* [Instructions to follow] Starting at the line with "In the photograph above, where can the woman's" in it, reproduce each line below through the last one, exactly, and include nothing else.
-- Opening Marker --
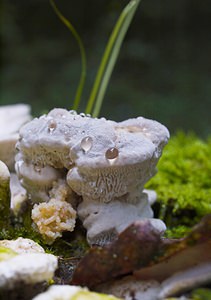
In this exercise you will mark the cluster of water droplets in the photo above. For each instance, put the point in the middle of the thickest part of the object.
(112, 154)
(86, 143)
(52, 125)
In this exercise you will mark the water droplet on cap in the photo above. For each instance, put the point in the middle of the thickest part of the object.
(37, 168)
(52, 126)
(112, 153)
(86, 143)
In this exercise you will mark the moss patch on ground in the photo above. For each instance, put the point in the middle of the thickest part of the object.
(183, 183)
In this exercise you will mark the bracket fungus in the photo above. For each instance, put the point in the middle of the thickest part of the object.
(103, 164)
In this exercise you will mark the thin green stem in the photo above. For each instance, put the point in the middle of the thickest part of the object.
(82, 51)
(109, 58)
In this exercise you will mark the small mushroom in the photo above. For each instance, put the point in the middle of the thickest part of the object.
(105, 221)
(4, 195)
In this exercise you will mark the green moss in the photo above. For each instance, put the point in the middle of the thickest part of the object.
(183, 181)
(201, 294)
(6, 253)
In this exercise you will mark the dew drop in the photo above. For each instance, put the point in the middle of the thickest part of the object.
(52, 126)
(112, 154)
(37, 168)
(86, 143)
(73, 112)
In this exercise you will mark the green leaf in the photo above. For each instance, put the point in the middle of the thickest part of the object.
(110, 57)
(82, 51)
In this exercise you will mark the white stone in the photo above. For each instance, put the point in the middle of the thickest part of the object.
(62, 292)
(12, 117)
(22, 245)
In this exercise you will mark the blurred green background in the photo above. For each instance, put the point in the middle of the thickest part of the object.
(163, 71)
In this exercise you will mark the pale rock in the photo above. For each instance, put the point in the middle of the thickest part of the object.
(28, 268)
(12, 117)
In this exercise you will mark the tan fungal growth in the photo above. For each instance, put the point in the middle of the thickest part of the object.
(53, 217)
(101, 162)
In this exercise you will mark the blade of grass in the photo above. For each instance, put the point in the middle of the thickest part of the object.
(109, 58)
(82, 51)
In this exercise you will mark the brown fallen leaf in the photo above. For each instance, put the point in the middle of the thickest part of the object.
(179, 255)
(140, 251)
(134, 248)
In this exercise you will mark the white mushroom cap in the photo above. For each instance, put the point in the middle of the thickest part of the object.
(105, 159)
(105, 221)
(37, 180)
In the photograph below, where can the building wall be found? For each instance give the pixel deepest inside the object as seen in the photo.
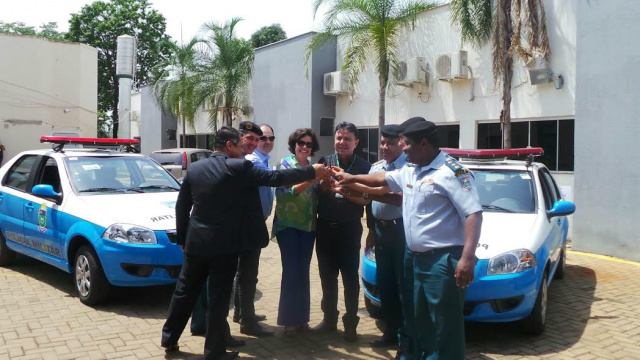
(284, 97)
(607, 108)
(46, 87)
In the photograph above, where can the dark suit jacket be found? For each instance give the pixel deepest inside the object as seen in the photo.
(215, 209)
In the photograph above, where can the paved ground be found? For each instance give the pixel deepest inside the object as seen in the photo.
(594, 313)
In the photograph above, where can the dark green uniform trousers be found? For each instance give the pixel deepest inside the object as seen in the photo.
(436, 328)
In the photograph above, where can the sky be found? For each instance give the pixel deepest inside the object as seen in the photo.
(184, 17)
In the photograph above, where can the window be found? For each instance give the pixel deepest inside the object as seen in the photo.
(449, 136)
(368, 145)
(556, 137)
(18, 176)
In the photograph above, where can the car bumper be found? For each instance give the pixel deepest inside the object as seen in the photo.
(127, 264)
(501, 298)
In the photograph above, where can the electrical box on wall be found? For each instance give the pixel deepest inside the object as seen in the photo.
(452, 65)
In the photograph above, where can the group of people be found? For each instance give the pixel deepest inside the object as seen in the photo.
(423, 216)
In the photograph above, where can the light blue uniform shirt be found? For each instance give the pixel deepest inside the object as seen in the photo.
(436, 202)
(382, 211)
(261, 161)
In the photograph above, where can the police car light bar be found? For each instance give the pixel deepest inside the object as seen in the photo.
(88, 141)
(493, 153)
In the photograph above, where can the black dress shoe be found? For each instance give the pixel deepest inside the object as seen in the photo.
(229, 355)
(258, 317)
(170, 347)
(233, 342)
(255, 329)
(325, 327)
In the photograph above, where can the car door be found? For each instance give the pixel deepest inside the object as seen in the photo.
(550, 192)
(13, 200)
(42, 216)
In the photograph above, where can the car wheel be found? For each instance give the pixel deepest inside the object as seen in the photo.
(91, 284)
(562, 262)
(535, 323)
(6, 255)
(374, 311)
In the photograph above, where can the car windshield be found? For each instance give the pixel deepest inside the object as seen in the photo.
(167, 158)
(505, 190)
(100, 174)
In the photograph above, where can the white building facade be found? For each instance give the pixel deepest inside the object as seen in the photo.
(46, 88)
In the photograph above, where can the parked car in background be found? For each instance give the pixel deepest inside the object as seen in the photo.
(177, 161)
(107, 217)
(522, 245)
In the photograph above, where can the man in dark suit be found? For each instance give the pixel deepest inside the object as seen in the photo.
(211, 221)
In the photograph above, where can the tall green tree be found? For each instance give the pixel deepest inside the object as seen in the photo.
(48, 30)
(99, 24)
(223, 81)
(511, 21)
(267, 35)
(370, 29)
(174, 83)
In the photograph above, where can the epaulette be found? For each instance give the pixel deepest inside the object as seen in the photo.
(455, 166)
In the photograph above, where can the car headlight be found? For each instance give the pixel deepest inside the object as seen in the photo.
(370, 253)
(127, 233)
(511, 262)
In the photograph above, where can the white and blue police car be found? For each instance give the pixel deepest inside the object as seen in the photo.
(107, 217)
(522, 245)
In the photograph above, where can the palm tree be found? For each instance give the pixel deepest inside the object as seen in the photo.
(174, 83)
(370, 29)
(511, 19)
(223, 79)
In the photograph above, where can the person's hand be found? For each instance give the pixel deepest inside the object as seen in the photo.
(464, 272)
(322, 172)
(371, 239)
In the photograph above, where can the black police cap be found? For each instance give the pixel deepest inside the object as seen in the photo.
(250, 126)
(423, 127)
(410, 122)
(390, 131)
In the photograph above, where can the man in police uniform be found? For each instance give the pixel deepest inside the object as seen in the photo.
(442, 219)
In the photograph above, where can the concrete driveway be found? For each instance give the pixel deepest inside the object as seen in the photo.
(594, 313)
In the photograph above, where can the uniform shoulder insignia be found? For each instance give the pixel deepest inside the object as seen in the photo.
(455, 166)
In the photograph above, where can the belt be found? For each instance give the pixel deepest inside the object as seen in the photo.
(389, 222)
(438, 250)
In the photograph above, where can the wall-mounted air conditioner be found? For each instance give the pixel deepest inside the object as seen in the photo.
(411, 70)
(336, 83)
(452, 65)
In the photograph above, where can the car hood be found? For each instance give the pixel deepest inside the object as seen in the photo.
(155, 211)
(502, 232)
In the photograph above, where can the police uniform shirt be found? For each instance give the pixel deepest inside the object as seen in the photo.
(382, 211)
(436, 200)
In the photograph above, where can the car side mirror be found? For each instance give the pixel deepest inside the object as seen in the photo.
(47, 192)
(562, 208)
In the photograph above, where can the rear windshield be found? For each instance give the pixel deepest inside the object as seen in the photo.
(505, 191)
(167, 158)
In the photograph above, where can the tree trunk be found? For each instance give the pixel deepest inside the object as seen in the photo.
(114, 112)
(505, 114)
(382, 94)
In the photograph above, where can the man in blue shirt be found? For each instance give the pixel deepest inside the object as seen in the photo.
(442, 218)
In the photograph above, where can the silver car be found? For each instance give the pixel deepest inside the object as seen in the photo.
(177, 161)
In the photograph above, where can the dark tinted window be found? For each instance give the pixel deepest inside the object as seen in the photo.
(18, 176)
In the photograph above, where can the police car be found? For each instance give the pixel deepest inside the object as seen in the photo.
(522, 246)
(107, 217)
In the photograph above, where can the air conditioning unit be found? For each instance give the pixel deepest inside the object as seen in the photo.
(336, 83)
(412, 70)
(450, 66)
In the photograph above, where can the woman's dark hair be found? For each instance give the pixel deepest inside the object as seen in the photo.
(226, 134)
(299, 134)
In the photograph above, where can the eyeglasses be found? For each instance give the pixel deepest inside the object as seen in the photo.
(304, 143)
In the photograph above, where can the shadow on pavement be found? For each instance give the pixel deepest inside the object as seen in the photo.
-- Closing Marker --
* [Task response]
In the photograph above, where can the woman's dark hair be found? For each instance give the pixel deepest inside the object as seen in the photo.
(226, 134)
(299, 134)
In the photograph above, where can the eyeglasses be found? For each instance give the pixel deepest inside the object as seen in the photo.
(304, 143)
In the photograph above, where can the shadow on pavement be found? For each instance give the pixel deepest inside the object as seen in the photo.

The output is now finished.